### Challenges
1. Answer these questions about the SVE patch thread:
(a) What date and time are given for the message from Alex Bennée?
(b) Under what new function names are the calls to the existing FPSIMD low-level save/restore functions factored out?
(c) Through which helper are const cpucaps used where feasible?
2. Extend the SVE patch thread beyond its final sentence with further description of the patch.

### Given text
((

Thread (69 messages) 69 messages, 7 authors, 2018-01-15
STALE3059d REVIEWED: 1 (0M)

[PATCH v5 13/30] arm64/sve: Core task context handling

From: Alex Bennée <hidden>
Date: 2017-11-09 18:06:18
Also in: kvmarm, linux-arch

Dave Martin [off-list ref] writes:
On Thu, Nov 09, 2017 at 05:16:40PM +0000, Alex Benn?e wrote:
quoted
Dave Martin [off-list ref] writes:
quoted
This patch adds the core support for switching and managing the SVE
architectural state of user tasks.

Calls to the existing FPSIMD low-level save/restore functions are
factored out as new functions task_fpsimd_{save,load}(), since SVE
now dynamically may or may not need to be handled at these points
depending on the kernel configuration, hardware features discovered
at boot, and the runtime state of the task.  To make these
decisions as fast as possible, const cpucaps are used where
feasible, via the system_supports_sve() helper.

))

### Location identification items
((

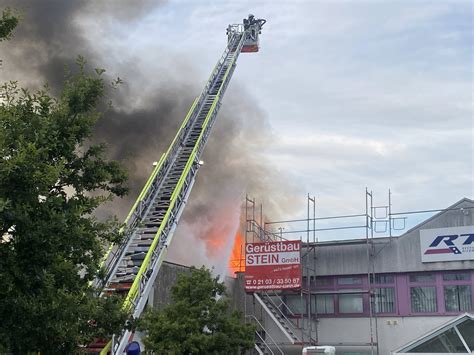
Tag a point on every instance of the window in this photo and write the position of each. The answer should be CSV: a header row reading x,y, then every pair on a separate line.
x,y
446,342
351,303
466,329
423,299
382,279
324,304
457,298
456,277
349,281
384,299
422,278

))

### Task-by-task outputs
1.
(a) 2017-11-09 18:06:18
(b) task_fpsimd_{save,load}()
(c) system_supports_sve()

2.
The SVE registers are only tracked for threads that have explicitly
used SVE, indicated by the new thread flag TIF_SVE.  Otherwise, the
FPSIMD view of the architectural state is stored in
thread.fpsimd_state as usual.

When in use, the SVE registers are not stored directly in
thread_struct due to their potentially large and variable size.
Because the task_struct slab allocator must be configured very
early during kernel boot, it is also tricky to configure it
correctly to match the maximum vector length provided by the
hardware, since this depends on examining secondary CPUs as well as
the primary.  Instead, a pointer sve_state in thread_struct points
to a dynamically allocated buffer containing the SVE register data,
and code is added to allocate and free this buffer at appropriate
times.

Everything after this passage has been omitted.